▸ Passage
###

The Compression and Development of the Body
As soon as external substances get into the Carbon body, there arises for them the opportunity to form new compounds, thereby adding to the number of compounds already in existence there. These new compounds fill not only the centre but also all other parts of the body, consequently causing the centre to be under greater pressure.
Now that the Carbon is saturated with or full of multifarious substances, the effects on the whole body is even greater. Outward development, due to the pressure exerted on the centre by the concentration of the compounds, is just out of the question. This is particularly true, because given such a circumstance all the Rayleigh waves are apt to do is to move the molecules inwards, not outwards.
Though it is actually the whole body that is crowded with the various types of molecules, the illustrations here, however, place particular emphasis on the condition of the central part of the Carbon body—the darkest part in the middle. Such is the circumstance, only the softest and weakest areas are the ones that are likely to develop (Illustration 1). Since it is at the core where the pressure first begins (because of the entry of external substances), it is therefore here where the pressure is the greatest. In the addition of the parts of the body, the tendency is to choose those parts that are most likely to develop.
As implied by the word “most”, there must naturally be only one area where such development is possible. This area will first expand in its effort to identify its weakest part, thereby causing its core to stretch lengthwise. No matter in which direction the core stretches, it will, by dint of the earth’s gravity, always elongates horizontally, unless something comes in its way.
It is perhaps necessary to clarify here that the core of the Carbon body referred to here is by no means the core of the Cell-to-be. Unlike the present day Cell, which is generally classified into two parts, i.e. the core and the body, the core of the Carbon body then had never known such classification. Everything was then still very simple in form. It is only for the purpose of making a distinction between locations that different terms and pictures are being used.
Illustrations 1, 2, 3, and 4 show a Carbon body as seen from above, while illustrations 5, 6, and 7 are the side-on view of the Carbon body. Illustration 1 depicts the presence of porous Carbon with thin walls capable of taking hold of the various molecules, either the ones drifting in the air or those from places where they have been stranded on the earth.
Illustration 2 shows how the central part of the Carbon body breaks apart due to the pressure from around the centre.
Illustration 3 shows how pressure is exerted on the whole body, not only on the centre.
Illustration 4. So saturated is the body with molecules and compounds that the passages crack and break up.
Illustration 5 maps the destruction of all of the passages thereby causing parts of the skin surface to crumble down to the earth at the time the body expands sideways and just a few moments prior to division of the body.
Illustration 6 shows the Carbon body divided into two, with each divided part seemingly rotating. There is not a single entity in this universe which, when divided, could ever ensure that its parts separate with absolute precision, i.e. without the one or the other part twisted off even at the slightest angle. (Relate all these with the text under the heading “Impossibilities and Possibilities” in the pages that follow).
This is particularly true when the entity is in its vertical position. The parts twist the instant they separate, though this could be as small as only 1/1000 degree. Similarly is the case with the divided parts of the Cell-to-be, commonly known as the “daughters”-cell-to-be: they naturally twist, though these may not be in such an infinitesimal degree, since the process of the dismantling of the compounds itself is relatively not simultaneous.
Illustration 7. In both the separated “daughters”-cell-to-be, the debris of the passages of the pores still sticking to their bodies, are slowly pushed out. Because of the strong bond between the core and the molecules around it, each of the two cores resulting from the division of the original single core then undertakes to share out the molecules around them. Thus emerge two new Cells-to-be, each having molecules equal in number to the other’s.

###

▸ Provided records
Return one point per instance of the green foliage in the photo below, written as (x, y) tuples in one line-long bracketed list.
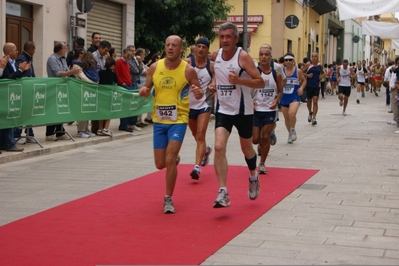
[(157, 19)]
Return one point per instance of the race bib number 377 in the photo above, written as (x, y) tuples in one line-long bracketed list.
[(167, 112)]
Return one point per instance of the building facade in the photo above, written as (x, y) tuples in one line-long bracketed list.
[(47, 21), (297, 26)]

###

▸ Task 1
In the Carbon body text, which illustrations show the body as seen from above?
▸ Task 2
Rename "passages" to "channels" in the Carbon body text, and write out everything from "Illustration 2 shows" down to "of the body." with that change.
The rows are separate material, apart from the Carbon body text.

▸ Written answer 1
Illustrations 1, 2, 3, and 4.

▸ Written answer 2
Illustration 2 shows how the central part of the Carbon body breaks apart due to the pressure from around the centre.
Illustration 3 shows how pressure is exerted on the whole body, not only on the centre.
Illustration 4. So saturated is the body with molecules and compounds that the channels crack and break up.
Illustration 5 maps the destruction of all of the channels thereby causing parts of the skin surface to crumble down to the earth at the time the body expands sideways and just a few moments prior to division of the body.